───── DATA EXCERPTS

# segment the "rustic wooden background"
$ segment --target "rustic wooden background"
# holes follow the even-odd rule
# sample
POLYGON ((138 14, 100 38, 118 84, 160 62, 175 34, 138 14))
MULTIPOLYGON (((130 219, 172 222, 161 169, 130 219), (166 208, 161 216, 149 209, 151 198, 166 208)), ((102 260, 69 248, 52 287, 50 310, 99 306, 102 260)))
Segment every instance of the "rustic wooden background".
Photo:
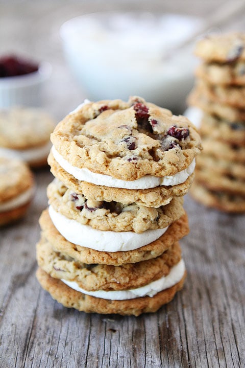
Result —
MULTIPOLYGON (((232 3, 232 2, 230 2, 232 3)), ((57 121, 83 100, 66 65, 61 25, 79 14, 144 9, 206 17, 225 2, 0 1, 0 52, 47 60, 53 73, 44 107, 57 121)), ((243 29, 244 14, 222 29, 243 29)), ((38 220, 47 204, 48 169, 26 217, 0 230, 0 366, 245 366, 244 219, 186 197, 190 233, 181 244, 183 290, 158 312, 138 317, 85 314, 53 301, 35 276, 38 220)))

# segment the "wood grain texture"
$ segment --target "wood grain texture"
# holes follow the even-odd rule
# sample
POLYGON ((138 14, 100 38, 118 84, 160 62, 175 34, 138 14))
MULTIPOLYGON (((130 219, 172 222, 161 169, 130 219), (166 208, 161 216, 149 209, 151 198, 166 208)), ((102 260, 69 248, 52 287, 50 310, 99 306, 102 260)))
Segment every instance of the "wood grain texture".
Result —
MULTIPOLYGON (((54 72, 44 106, 59 120, 85 97, 63 57, 58 32, 64 20, 139 4, 198 15, 213 6, 211 0, 150 3, 2 2, 0 51, 50 60, 54 72)), ((240 20, 231 26, 239 27, 240 20)), ((181 242, 188 270, 183 290, 154 314, 87 315, 53 300, 35 278, 38 220, 53 176, 48 169, 35 175, 37 189, 27 216, 0 229, 0 367, 245 366, 244 216, 206 209, 187 196, 190 233, 181 242)))

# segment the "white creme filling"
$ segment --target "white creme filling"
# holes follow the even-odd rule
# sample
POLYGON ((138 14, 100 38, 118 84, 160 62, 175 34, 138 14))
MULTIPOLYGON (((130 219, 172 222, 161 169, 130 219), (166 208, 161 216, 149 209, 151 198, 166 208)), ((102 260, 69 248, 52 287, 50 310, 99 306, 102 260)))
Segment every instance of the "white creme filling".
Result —
POLYGON ((48 212, 54 226, 67 240, 100 251, 125 251, 138 249, 156 240, 168 228, 150 229, 140 234, 134 232, 102 231, 69 219, 57 212, 51 205, 48 212))
POLYGON ((184 275, 185 270, 185 264, 183 259, 181 259, 178 263, 172 268, 167 276, 163 276, 159 280, 144 286, 128 290, 87 291, 80 288, 74 281, 67 281, 63 279, 61 279, 61 281, 71 289, 91 296, 110 300, 126 300, 142 296, 154 296, 160 291, 168 289, 179 282, 184 275))
POLYGON ((10 211, 24 204, 31 199, 34 192, 34 188, 31 188, 12 199, 0 203, 0 212, 10 211))
POLYGON ((115 179, 109 175, 97 174, 88 169, 80 169, 72 166, 65 159, 53 146, 52 152, 56 161, 67 172, 73 175, 79 180, 87 181, 96 185, 105 186, 126 189, 147 189, 155 188, 159 186, 175 186, 184 182, 191 175, 195 168, 195 162, 194 159, 191 164, 186 168, 174 175, 166 175, 158 177, 147 175, 135 180, 125 181, 115 179))
POLYGON ((1 147, 0 148, 0 155, 13 158, 18 158, 30 164, 47 157, 51 148, 50 142, 48 142, 46 144, 40 147, 24 150, 1 147))

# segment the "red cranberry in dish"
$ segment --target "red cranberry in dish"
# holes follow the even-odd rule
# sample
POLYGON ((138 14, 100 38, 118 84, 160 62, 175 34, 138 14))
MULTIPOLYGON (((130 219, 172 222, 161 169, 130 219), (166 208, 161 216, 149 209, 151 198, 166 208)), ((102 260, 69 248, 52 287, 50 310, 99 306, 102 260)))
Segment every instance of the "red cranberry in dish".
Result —
POLYGON ((14 55, 0 58, 0 78, 16 77, 37 72, 38 64, 14 55))

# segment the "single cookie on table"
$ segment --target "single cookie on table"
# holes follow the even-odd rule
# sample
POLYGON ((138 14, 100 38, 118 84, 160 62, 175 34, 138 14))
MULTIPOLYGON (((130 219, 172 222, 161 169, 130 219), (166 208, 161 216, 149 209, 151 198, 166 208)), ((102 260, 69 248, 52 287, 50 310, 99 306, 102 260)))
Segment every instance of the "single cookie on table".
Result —
POLYGON ((174 175, 201 150, 186 118, 137 97, 83 104, 58 124, 51 141, 56 160, 78 180, 130 189, 164 185, 166 176, 179 183, 174 175))
POLYGON ((231 123, 217 117, 204 113, 200 132, 202 136, 209 136, 231 145, 245 145, 245 122, 243 122, 231 123))
POLYGON ((196 169, 196 180, 211 191, 224 192, 245 198, 245 180, 217 172, 215 167, 208 168, 205 164, 196 169))
POLYGON ((245 85, 245 61, 228 64, 202 63, 195 70, 195 75, 210 84, 225 86, 245 85))
POLYGON ((212 85, 203 80, 197 79, 197 90, 214 102, 227 105, 235 108, 245 108, 245 86, 212 85))
POLYGON ((205 167, 209 170, 215 169, 218 175, 234 177, 238 179, 245 180, 244 164, 228 160, 214 157, 205 152, 199 156, 197 162, 197 168, 205 167))
MULTIPOLYGON (((176 242, 159 257, 148 261, 115 266, 88 265, 54 251, 52 246, 42 237, 37 245, 37 261, 40 267, 37 275, 42 286, 50 292, 47 285, 43 283, 41 276, 44 274, 40 270, 48 274, 52 280, 58 279, 61 282, 61 284, 57 284, 58 289, 60 289, 60 285, 65 284, 68 289, 78 292, 79 299, 84 300, 83 296, 85 295, 95 298, 94 312, 138 315, 141 312, 142 307, 137 312, 132 312, 131 301, 135 306, 134 302, 137 299, 139 306, 143 302, 145 308, 145 301, 142 298, 155 297, 154 303, 157 301, 158 309, 167 303, 165 298, 164 302, 161 298, 159 300, 161 293, 164 291, 168 293, 167 290, 170 288, 178 288, 179 283, 182 284, 186 272, 181 254, 180 246, 176 242), (100 306, 101 303, 107 307, 104 310, 100 306), (118 309, 115 310, 116 306, 118 309)), ((61 288, 60 291, 63 290, 61 288)), ((56 294, 54 296, 52 292, 51 294, 58 302, 67 306, 64 299, 60 298, 60 295, 56 294)), ((87 312, 87 303, 79 307, 77 300, 76 297, 70 306, 87 312)), ((155 310, 152 311, 150 308, 148 311, 155 310)))
POLYGON ((141 296, 126 300, 106 300, 86 295, 51 277, 40 268, 37 271, 36 276, 42 287, 48 291, 52 297, 67 308, 76 308, 86 313, 138 316, 143 313, 156 312, 164 304, 170 302, 177 291, 182 288, 186 272, 184 272, 182 279, 173 286, 158 292, 152 297, 141 296))
POLYGON ((245 108, 235 108, 214 101, 205 96, 202 90, 197 86, 195 86, 189 95, 187 103, 201 108, 210 115, 217 116, 231 122, 245 121, 245 108))
MULTIPOLYGON (((100 246, 106 250, 97 250, 92 248, 92 247, 97 247, 94 242, 91 242, 86 244, 87 246, 83 246, 67 240, 53 224, 47 209, 42 213, 39 223, 44 236, 56 251, 60 252, 66 256, 76 258, 79 262, 84 263, 99 263, 114 266, 126 263, 135 263, 158 257, 168 249, 175 242, 180 240, 189 233, 188 218, 185 213, 155 240, 151 241, 151 239, 148 239, 143 234, 140 237, 140 241, 138 242, 138 247, 133 249, 134 247, 131 244, 131 249, 129 247, 126 251, 115 250, 117 247, 114 241, 116 239, 115 239, 111 232, 107 232, 103 234, 101 232, 99 233, 100 246), (110 243, 112 244, 112 246, 110 243), (107 247, 110 247, 111 251, 107 250, 107 247)), ((85 237, 84 237, 84 240, 85 239, 85 237)), ((85 241, 83 243, 85 244, 85 241)))
POLYGON ((203 137, 202 144, 204 152, 206 154, 212 155, 214 157, 230 162, 241 164, 245 163, 244 146, 230 144, 208 136, 203 137))
POLYGON ((23 217, 34 192, 33 175, 27 165, 20 160, 0 157, 0 225, 23 217))
POLYGON ((0 154, 18 158, 32 167, 47 165, 54 120, 42 109, 13 107, 0 110, 0 154))
POLYGON ((87 291, 127 290, 167 276, 181 259, 178 242, 158 257, 121 266, 87 264, 56 251, 42 235, 37 246, 39 266, 55 279, 76 283, 87 291))
POLYGON ((135 203, 124 204, 114 201, 106 202, 88 199, 83 193, 68 189, 55 179, 47 187, 48 202, 55 212, 82 225, 102 231, 142 233, 149 229, 163 228, 184 213, 183 198, 174 198, 157 209, 135 203))
POLYGON ((245 34, 213 34, 197 42, 195 54, 205 61, 231 63, 245 60, 245 34))
MULTIPOLYGON (((54 176, 59 178, 66 187, 77 193, 84 193, 88 199, 115 201, 124 204, 136 203, 139 205, 157 208, 167 204, 174 197, 181 197, 188 192, 194 179, 195 162, 179 175, 179 181, 183 181, 175 185, 161 185, 146 189, 127 189, 102 185, 96 185, 87 181, 80 181, 63 169, 54 158, 51 151, 47 159, 51 170, 54 176)), ((178 178, 176 176, 176 180, 178 178)), ((173 181, 170 177, 165 177, 164 180, 173 181)))
POLYGON ((245 211, 245 197, 224 192, 211 191, 195 180, 190 190, 191 196, 208 207, 225 212, 239 213, 245 211))

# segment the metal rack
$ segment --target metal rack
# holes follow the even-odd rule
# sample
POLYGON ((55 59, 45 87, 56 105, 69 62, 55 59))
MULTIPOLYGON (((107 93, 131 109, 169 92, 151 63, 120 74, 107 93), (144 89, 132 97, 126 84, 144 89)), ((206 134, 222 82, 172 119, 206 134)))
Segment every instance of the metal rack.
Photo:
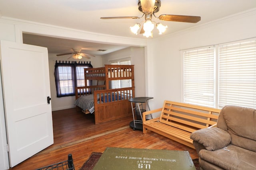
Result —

──────────

| WHAT NEEDS TO BE DONE |
Reproduce the lines above word for word, starting at the very first line and ending after the line that contains "MULTIPOLYGON (((232 3, 232". Leave the pictures out of your copy.

| FINAL ANSWER |
# segment the "rustic wooden background"
$ segment --target "rustic wooden background"
# holes follow the even-odd rule
# sample
POLYGON ((138 14, 100 38, 118 84, 160 62, 175 34, 138 14))
MULTIPOLYGON (((130 219, 172 222, 161 169, 130 219), (166 208, 161 216, 149 209, 151 198, 166 208)), ((102 260, 69 248, 52 287, 50 310, 99 306, 102 260)))
Segment every instance of the "rustic wooden background".
Photo:
Result —
MULTIPOLYGON (((232 3, 232 2, 230 2, 232 3)), ((57 121, 83 100, 66 65, 61 25, 79 14, 144 9, 206 17, 225 2, 0 1, 0 52, 47 60, 53 73, 44 107, 57 121)), ((243 29, 244 14, 222 29, 243 29)), ((38 220, 47 204, 48 169, 26 217, 0 230, 0 366, 245 366, 244 219, 186 197, 190 233, 181 244, 183 290, 158 312, 138 317, 85 314, 53 301, 35 276, 38 220)))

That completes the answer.